> Aufgabe:
Führen Sie den unten stehenden Artikel über die Sängerin Priya Ragu im Anschluss an seinen letzten Satz fort.

> Extrahierter Text:
Kolumne am MittagPriya Ragu, der neue Weltstar aus dem Toggenburg
Von Hanspeter «Düsi» Künzler
9.2.2021
Ausgerechnet eine stille 35-jährige St. Gallerin schafft es, in der Rhythm-and-Blues-Welt neue Akzente zu setzen. Soeben ist die neue Single von Priya Ragu erschienen.
Die britische «Vogue» tippt auf Priya Ragu als eine der sechs Stimmen, «die im Jahr 2021 in die Stratosphäre abheben». Auch beim «New Musical Express» hat man sie auf dem Radar. Hier tauchte sie unlängst auf der Liste der «100 essenziellen neuen Künstler*innen fürs kommende Jahr» auf.
Dabei ist von Priya Ragu gerade erst die zweite «richtige» Single erschienen.

Gespeicherte Einträge:

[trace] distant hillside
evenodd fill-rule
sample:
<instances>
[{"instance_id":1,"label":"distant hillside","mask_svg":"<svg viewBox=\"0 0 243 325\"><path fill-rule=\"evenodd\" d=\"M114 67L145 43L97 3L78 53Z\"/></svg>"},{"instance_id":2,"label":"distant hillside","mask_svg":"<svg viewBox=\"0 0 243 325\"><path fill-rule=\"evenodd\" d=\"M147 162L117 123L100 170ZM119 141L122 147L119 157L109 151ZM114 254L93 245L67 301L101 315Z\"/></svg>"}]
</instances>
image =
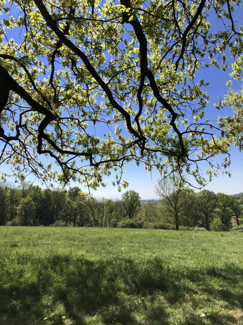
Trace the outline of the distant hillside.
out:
==
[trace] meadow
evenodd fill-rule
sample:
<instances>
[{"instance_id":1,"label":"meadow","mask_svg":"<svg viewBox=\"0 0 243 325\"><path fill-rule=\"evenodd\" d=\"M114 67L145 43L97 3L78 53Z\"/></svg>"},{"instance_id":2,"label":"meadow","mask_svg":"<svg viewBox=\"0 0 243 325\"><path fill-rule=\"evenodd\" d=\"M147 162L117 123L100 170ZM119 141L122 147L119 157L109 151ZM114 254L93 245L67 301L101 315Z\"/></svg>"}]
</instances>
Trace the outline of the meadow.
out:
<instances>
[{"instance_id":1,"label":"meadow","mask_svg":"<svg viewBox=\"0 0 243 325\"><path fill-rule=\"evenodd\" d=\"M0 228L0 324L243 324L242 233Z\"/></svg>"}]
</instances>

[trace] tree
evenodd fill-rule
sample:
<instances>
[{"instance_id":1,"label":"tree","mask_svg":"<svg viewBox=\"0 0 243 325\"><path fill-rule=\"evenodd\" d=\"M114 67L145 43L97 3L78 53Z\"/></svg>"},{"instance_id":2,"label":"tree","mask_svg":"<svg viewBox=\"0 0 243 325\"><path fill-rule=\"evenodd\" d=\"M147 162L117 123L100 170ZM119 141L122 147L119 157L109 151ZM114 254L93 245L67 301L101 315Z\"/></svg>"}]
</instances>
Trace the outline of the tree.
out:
...
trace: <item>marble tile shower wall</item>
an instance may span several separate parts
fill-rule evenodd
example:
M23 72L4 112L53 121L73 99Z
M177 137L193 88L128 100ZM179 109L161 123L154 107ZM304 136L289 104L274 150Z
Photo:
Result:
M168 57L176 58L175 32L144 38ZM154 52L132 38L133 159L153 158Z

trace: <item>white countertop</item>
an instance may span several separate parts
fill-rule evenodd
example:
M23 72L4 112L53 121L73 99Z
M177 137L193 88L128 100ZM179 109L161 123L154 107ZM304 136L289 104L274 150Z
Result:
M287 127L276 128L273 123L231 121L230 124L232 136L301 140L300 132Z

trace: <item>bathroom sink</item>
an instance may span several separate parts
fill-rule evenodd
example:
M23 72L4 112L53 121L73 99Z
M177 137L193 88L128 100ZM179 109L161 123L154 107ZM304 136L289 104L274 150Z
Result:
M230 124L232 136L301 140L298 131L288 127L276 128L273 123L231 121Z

> Antwort:
Sie heisst «Chicken Lemon Rice» und glänzt mit einem spektakulären Video, das die besonderen Qualitäten ihrer Muse wunderbar in Szene setzt. So wie die Musik, die Tanzbewegungen und die Garderobe der Sängerin, die den Lockdown bei den Eltern im st. gallischen Bazenheid verbringt.
Zutaten aus den Rhythm&Blues-Klubs von New York mit solchen aus der Film-Musical-Welt von Südindien und Sri Lanka kombiniert, vereint das farbenprächtige Video die traditionelle Ästhetik des indischen Subkontinentes mit einer lasziven, pansexuell eingefärbten Männererotik. Indische Einflüsse sind nicht neu in den Hitparaden.
Von George Harrison bis Björk
Ende der Sixties verhalf George Harrison seinen Freunden vom Hare-Krishna-Tempel zu Chart-Ehren. Björk zählte den Tabla-Spieler Talvin Singh zu ihrem Ensemble, der für sein Album «OK» 1999 den britischen Mercury-Preis gewann. Bhangra-Zutaten waren daraufhin im Reggae ebenso zu finden wie im amerikanischen Hip-Hop.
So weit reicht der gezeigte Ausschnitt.